* What you are asked to do
Using the records that appear below, write out exactly the lines from the one with "[[582, 211], [196, 62], [316, 370]]" through the one with "For every instance of the white headband, set", keeping both end lines.

* Source material

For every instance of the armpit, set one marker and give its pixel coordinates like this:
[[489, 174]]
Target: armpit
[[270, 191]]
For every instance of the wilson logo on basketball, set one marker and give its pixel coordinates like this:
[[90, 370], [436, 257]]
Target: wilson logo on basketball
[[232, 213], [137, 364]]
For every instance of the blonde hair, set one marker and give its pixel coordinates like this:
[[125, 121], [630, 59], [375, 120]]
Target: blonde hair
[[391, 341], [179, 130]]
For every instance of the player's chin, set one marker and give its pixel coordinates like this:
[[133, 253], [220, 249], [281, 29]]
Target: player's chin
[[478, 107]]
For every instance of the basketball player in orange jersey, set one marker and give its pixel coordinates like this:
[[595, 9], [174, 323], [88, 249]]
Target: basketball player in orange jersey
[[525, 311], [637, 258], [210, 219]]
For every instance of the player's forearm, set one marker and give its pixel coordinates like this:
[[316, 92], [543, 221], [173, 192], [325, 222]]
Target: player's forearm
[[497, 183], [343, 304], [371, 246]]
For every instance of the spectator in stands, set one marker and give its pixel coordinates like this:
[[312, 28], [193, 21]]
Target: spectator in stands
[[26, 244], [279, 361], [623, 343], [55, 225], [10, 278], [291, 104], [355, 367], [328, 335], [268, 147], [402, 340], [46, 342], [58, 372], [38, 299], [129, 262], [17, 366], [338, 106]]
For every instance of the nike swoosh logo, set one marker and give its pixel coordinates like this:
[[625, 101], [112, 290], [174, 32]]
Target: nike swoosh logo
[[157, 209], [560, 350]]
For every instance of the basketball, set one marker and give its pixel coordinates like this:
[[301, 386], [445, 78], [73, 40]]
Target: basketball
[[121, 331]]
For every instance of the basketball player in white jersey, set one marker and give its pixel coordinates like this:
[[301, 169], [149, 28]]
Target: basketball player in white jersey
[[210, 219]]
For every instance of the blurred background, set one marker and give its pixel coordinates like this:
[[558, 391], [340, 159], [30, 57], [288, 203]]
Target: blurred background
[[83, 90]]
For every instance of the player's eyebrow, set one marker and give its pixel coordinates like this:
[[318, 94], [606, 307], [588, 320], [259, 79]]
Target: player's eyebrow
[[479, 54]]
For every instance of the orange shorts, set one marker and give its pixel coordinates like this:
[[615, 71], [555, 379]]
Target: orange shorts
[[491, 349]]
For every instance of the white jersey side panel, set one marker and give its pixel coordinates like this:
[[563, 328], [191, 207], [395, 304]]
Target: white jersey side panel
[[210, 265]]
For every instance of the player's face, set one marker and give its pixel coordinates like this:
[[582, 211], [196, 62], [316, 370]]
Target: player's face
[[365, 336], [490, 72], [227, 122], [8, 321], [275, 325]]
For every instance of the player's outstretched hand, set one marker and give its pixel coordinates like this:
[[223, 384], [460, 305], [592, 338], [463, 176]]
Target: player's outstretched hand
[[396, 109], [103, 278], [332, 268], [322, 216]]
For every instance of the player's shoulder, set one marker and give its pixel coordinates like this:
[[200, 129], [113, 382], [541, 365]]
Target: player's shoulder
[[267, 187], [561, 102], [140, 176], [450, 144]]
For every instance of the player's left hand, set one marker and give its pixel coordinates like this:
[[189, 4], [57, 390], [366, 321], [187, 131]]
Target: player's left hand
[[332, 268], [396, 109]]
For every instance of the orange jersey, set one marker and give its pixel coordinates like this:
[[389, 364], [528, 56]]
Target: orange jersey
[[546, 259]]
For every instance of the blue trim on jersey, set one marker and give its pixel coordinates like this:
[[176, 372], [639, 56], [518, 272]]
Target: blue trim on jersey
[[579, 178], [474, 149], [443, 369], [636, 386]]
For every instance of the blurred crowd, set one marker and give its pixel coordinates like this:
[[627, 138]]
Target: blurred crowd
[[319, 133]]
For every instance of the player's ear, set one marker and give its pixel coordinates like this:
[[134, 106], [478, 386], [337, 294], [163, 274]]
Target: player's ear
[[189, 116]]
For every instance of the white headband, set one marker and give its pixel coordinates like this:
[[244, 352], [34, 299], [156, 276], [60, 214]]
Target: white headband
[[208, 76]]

* Solution to the exercise
[[582, 211], [196, 62], [316, 370]]
Target: player's face
[[365, 336], [490, 72], [227, 122], [8, 321], [275, 325]]
For every instance of the player's outstretched hand, set one marker and give its pixel coordinates like this:
[[223, 384], [460, 305], [592, 338], [463, 176]]
Target: player's outstretched hand
[[396, 109], [103, 278], [332, 268], [322, 216]]
For every instance of the player's shoulder, set one marker and give its pixel coordinates like this:
[[200, 129], [113, 382], [541, 365]]
Target: player's shoulder
[[267, 187], [561, 102], [140, 176], [450, 144]]
For every instance of the player's left hand, set one marker and give its pixel coordinates like this:
[[189, 4], [57, 390], [366, 321], [187, 131]]
Target: player's left hand
[[332, 268], [396, 109]]
For every instance of the orange jersey, set one marker and give its pixel coordinates like this:
[[389, 364], [528, 56]]
Target: orange jersey
[[546, 259]]
For every instance of the blue trim on jersey, set one marker and give its pixel coordinates like this:
[[176, 372], [639, 56], [518, 272]]
Target: blue trim on jersey
[[579, 178], [474, 149], [443, 369], [636, 386]]
For every instance of the blurred crowd, set one marker and give its pixel coordinates like this:
[[627, 138]]
Target: blurred crowd
[[319, 133]]
For every instance of the player's ear, set one marker and give its pixel coordinates like this:
[[134, 106], [478, 386], [337, 294], [163, 274]]
Target: player's ear
[[189, 116]]
For every instance of the white headband, set one marker and give its pixel coordinates like this:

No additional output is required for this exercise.